> [Article]:
As has probably become clear from my remarks so far, we can derive considerable satisfaction from observing how well the immediate challenges of the introduction of the euro have been mastered, both by the financial markets and monetary policy-makers. Allow me in the second part of my address to concentrate on some of the longer-term challenges which the project of monetary unification will face.

One single monetary policy for 11 different economies

Looking at EMU from an external perspective, one might be tempted to ask: "It has worked so far, but will it last?" Is it sustainable for the Eurosystem to conduct a single monetary policy while economic policies continue to be shaped by 11 different governments?

The blueprint for economic and monetary union as set out in the Maastricht Treaty does indeed envisage the establishment of a single monetary policy to be conducted by a new supranational institution, the Eurosystem, with the ECB at its centre. Economic policies, on the other hand, have essentially remained the competence of the Member States. At the time, many commentators doubted the feasibility of a monetary union in Europe without some form of "political union".

Today, nine months into the life of the new currency, our first experiences allow us to paint the following picture. From the very outset, monetary union in Europe has been conceived as a complement to the Single Market, a logic neatly summarised in the title of the Delors Report study: "One market, one money". Europe's Single Market already represents a remarkable degree of economic integration. A plethora of common rules govern economic life in the 15 Member States and create, to a large extent at least, a unified market serving 375 million people. The realisation of the free movement of goods, services, capital and people has integrated national economies and rendered national borders increasingly obsolete. A common competition policy has created a level playing-field, and common norms and standards guarantee Europe-wide market access.

Certainly, Europe's Single Market is yet to be fully completed: a number of sectors have yet to be fully liberalised and brought into the remit of common rules. Nevertheless, the notion of a unified "European economy" has acquired real substance, not least in the wake of the prominent "1992 Programme".

> [Data section]:
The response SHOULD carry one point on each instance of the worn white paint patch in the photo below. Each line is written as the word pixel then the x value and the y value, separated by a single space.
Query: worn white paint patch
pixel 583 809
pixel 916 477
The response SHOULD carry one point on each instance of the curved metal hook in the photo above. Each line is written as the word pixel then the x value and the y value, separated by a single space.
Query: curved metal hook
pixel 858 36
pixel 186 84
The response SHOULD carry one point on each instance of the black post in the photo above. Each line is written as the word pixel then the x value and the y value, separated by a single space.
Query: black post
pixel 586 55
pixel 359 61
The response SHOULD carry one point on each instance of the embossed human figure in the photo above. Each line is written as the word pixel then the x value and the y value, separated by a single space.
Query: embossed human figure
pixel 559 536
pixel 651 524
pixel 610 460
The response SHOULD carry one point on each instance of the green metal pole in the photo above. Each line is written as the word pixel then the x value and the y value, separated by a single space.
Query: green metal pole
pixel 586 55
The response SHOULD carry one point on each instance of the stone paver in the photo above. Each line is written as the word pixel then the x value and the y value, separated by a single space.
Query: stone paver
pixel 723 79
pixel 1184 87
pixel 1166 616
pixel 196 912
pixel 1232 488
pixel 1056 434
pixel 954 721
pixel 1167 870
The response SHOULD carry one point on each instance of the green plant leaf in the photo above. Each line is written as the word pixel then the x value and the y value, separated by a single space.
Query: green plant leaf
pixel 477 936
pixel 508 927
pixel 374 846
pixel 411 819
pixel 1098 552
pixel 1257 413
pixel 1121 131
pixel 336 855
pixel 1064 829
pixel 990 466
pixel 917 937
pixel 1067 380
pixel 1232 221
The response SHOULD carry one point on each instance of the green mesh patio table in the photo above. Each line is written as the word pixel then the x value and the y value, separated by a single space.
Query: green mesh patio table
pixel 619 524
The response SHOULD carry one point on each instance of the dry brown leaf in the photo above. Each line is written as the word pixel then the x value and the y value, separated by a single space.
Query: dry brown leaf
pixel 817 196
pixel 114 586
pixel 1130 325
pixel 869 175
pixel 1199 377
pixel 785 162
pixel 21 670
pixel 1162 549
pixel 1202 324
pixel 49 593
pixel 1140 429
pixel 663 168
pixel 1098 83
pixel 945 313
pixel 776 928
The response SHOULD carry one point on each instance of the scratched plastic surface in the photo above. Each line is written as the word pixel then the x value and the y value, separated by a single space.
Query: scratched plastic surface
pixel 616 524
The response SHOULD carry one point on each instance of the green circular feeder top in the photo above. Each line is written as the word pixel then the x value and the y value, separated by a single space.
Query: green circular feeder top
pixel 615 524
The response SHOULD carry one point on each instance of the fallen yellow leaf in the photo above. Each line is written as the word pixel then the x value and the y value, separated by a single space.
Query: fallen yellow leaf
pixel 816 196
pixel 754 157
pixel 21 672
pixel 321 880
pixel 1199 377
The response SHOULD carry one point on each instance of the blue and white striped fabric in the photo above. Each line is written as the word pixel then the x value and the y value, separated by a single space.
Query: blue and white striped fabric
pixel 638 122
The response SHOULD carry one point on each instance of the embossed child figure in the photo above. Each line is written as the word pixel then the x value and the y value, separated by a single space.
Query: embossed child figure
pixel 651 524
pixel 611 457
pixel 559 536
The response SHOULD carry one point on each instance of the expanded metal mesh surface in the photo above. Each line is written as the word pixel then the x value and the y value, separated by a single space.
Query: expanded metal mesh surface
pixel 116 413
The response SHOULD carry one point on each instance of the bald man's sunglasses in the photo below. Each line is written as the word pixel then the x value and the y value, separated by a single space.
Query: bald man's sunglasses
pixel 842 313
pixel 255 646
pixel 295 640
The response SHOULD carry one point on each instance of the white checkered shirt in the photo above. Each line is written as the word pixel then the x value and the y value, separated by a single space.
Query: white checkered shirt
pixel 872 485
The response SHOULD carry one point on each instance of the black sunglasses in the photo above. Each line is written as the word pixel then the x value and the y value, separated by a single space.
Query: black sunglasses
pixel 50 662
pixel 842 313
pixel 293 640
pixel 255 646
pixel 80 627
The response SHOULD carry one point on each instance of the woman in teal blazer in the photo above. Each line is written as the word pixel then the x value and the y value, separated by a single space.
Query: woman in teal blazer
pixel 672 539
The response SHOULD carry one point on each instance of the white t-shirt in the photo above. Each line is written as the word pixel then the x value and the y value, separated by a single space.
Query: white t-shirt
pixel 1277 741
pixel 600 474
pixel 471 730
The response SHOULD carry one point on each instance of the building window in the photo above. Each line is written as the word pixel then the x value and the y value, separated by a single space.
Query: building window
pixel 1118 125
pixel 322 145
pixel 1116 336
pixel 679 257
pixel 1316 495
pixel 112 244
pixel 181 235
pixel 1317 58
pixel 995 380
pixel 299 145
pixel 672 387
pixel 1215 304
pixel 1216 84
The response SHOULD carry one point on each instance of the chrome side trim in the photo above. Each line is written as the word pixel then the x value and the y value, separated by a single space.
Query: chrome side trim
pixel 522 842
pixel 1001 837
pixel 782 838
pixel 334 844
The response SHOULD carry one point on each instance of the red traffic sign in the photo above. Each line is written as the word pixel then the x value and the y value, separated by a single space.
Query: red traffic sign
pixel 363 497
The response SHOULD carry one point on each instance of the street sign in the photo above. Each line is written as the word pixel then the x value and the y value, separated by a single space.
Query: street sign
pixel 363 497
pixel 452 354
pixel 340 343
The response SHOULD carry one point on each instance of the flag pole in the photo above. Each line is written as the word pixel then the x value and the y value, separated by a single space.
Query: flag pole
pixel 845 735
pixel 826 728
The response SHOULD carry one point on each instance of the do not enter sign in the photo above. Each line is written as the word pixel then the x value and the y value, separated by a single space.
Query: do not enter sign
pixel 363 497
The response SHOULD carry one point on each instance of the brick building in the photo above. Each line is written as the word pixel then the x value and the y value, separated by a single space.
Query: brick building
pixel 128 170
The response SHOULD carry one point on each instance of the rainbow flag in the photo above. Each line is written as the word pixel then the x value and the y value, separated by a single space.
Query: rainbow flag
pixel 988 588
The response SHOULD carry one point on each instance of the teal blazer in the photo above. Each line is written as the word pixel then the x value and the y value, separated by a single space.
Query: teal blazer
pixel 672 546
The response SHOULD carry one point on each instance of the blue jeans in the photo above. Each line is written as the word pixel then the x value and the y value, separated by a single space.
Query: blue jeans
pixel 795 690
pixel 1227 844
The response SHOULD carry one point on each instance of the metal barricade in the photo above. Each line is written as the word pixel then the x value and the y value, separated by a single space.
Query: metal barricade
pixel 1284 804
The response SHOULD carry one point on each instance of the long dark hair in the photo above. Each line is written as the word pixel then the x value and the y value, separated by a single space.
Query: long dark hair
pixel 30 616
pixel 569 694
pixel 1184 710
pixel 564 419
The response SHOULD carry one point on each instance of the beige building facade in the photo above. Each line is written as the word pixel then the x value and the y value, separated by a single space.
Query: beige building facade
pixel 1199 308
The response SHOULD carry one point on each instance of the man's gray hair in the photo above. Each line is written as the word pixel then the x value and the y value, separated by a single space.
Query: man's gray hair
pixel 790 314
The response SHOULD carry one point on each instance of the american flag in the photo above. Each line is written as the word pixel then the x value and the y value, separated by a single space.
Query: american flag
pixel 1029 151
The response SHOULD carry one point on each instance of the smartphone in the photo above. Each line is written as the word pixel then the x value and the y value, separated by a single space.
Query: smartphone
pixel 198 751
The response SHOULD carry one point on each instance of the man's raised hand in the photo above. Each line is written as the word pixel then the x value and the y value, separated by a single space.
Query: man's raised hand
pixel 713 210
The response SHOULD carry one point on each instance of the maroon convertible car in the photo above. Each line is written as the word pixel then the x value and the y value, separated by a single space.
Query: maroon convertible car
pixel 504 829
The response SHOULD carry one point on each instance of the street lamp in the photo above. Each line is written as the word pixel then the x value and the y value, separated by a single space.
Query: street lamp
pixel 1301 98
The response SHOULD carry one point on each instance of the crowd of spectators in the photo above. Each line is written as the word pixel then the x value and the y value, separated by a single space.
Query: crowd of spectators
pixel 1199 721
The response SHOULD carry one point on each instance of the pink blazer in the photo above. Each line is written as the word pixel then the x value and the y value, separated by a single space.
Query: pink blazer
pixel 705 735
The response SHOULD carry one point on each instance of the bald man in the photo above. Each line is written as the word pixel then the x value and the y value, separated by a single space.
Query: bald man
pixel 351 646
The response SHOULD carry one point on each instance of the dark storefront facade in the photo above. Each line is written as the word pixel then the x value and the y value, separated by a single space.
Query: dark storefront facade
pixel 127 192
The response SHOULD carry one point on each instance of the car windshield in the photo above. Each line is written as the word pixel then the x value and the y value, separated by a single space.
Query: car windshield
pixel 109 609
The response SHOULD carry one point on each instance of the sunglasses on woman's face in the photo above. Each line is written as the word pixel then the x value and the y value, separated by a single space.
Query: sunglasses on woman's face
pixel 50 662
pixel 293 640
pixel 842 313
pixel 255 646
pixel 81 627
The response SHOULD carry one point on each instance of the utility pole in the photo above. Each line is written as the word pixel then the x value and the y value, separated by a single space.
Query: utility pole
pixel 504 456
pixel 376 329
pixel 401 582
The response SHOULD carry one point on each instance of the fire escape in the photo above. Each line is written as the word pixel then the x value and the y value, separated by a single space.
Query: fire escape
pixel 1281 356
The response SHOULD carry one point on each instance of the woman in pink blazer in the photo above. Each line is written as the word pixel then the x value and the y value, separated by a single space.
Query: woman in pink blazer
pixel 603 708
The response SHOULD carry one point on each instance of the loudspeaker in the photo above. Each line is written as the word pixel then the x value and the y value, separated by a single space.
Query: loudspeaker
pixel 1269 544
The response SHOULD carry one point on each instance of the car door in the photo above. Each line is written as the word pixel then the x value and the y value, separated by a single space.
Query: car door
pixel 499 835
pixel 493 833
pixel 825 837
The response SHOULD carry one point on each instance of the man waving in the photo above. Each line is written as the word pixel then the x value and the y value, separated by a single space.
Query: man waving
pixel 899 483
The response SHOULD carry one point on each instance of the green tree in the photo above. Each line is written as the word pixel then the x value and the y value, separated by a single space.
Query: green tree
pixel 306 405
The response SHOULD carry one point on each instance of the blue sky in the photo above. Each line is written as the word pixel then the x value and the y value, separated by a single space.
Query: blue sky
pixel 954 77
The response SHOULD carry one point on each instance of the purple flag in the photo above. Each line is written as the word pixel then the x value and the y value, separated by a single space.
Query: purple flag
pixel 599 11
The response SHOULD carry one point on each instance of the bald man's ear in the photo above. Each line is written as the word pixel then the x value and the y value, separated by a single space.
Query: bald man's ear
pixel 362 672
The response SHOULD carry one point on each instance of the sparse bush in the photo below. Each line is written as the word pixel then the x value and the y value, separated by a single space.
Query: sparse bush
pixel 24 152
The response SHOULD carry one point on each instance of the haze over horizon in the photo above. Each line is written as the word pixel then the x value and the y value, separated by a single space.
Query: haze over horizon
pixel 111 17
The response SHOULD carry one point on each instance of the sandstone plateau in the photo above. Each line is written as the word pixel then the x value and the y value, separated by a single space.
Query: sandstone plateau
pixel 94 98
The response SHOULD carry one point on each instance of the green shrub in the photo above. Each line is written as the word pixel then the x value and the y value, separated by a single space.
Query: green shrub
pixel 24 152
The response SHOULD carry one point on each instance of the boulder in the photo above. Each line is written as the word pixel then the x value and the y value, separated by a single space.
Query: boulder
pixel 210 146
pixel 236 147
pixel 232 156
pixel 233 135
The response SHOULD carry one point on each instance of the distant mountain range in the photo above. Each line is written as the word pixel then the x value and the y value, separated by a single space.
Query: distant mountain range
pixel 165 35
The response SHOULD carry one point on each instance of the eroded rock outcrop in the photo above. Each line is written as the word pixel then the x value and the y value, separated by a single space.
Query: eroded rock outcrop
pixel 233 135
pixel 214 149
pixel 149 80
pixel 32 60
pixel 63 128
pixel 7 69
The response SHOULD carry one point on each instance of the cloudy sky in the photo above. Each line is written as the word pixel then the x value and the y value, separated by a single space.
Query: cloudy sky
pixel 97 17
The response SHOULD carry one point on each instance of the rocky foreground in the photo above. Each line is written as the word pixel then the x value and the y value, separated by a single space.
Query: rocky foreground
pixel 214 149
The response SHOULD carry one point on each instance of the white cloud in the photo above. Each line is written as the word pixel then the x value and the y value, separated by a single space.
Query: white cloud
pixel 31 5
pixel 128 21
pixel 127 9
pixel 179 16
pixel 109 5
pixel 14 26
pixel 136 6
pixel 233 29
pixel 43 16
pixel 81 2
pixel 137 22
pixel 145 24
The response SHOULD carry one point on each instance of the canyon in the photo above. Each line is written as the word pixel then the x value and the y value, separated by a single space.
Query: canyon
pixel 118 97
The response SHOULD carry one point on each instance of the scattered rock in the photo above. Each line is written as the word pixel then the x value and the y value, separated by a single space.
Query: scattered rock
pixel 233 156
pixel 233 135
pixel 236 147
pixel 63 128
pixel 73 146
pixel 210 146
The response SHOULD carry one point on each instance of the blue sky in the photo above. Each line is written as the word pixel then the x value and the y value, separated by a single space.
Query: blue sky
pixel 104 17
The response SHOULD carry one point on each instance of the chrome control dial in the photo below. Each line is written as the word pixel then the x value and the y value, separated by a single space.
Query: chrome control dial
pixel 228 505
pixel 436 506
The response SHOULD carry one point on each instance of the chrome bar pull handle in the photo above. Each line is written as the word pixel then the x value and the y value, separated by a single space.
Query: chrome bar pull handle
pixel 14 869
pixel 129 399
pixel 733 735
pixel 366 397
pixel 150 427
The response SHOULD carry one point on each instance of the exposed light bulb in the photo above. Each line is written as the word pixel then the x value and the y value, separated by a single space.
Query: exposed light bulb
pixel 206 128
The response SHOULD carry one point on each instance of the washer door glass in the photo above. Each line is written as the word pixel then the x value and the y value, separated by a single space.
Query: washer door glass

> [Exercises to complete]:
1) Please answer these questions about the address on monetary union, marking your answers (a), (b), (c):
(a) How many months into the life of the new currency is the speaker talking?
(b) What is the title of the Delors Report study quoted in the address?
(c) How many people does the unified market of the 15 Member States serve?
2) Write the next part of the address on monetary union, starting after its last sentence.
The material comes from a different source than the address on monetary union.

> [Responses in order]:
1)
(a) Nine months.
(b) "One market, one money".
(c) 375 million people.

2)
But is the degree of economic integration achieved so far with the Single Market sufficient for the proper functioning of a monetary union on a lasting basis? From the Eurosystem's point of view, the Europe-wide economic "governance" is of particular importance in a number of policy areas.

First, the completion of the Single Market in the area of financial services is paramount to the functioning of Monetary Union. In fact, euro area financial markets began the process of integration even before the introduction of the euro, and a large amount of work is currently under way to further develop a prudent, harmonised regulatory framework and to harmonise market practices. Harmonisation of, for example, repurchase agreements, national company laws (including bankruptcy laws) and other aspects of the legal and regulatory framework are set to enhance legal clarity and certainty and thereby improve the efficiency and stability of the financial markets.

Beyond the realm of financial markets, a functioning Economic and Monetary Union will require an increased awareness on the part of all Member States of the spillover effect of their national policies, especially their budgetary policies. Without this, the Eurosystem's single monetary policy would face severe pressures. In order to anchor responsible fiscal policies in the EMU rule book, the Treaty itself contains stipulations which oblige Member States to treat national economic policies "as a matter of common concern" and subject them to a multilateral surveillance procedure. These rules derive additional force from the existence of sanctions in the event of persistent excessive deficits. The stipulations have been further refined and made more effective by the Stability and Growth Pact agreed in 1997.

Our first experiences with these EU-level economic policy instruments show that the consolidation of public finances has indeed become a priority for all Member States, and that efforts, although not always sufficiently ambitious, have been undertaken to achieve balanced budgets in the medium term. Given Member States' high overall debt burden, the Eurosystem continues to call for heightened efforts to this end, especially in times of cyclical upturn such as the one we are experiencing at the current juncture. But even so, striving towards sound public finances, combined with the Eurosystem's stability-oriented monetary policy, should help to create favourable macroeconomic conditions such as Europe has not enjoyed in the past.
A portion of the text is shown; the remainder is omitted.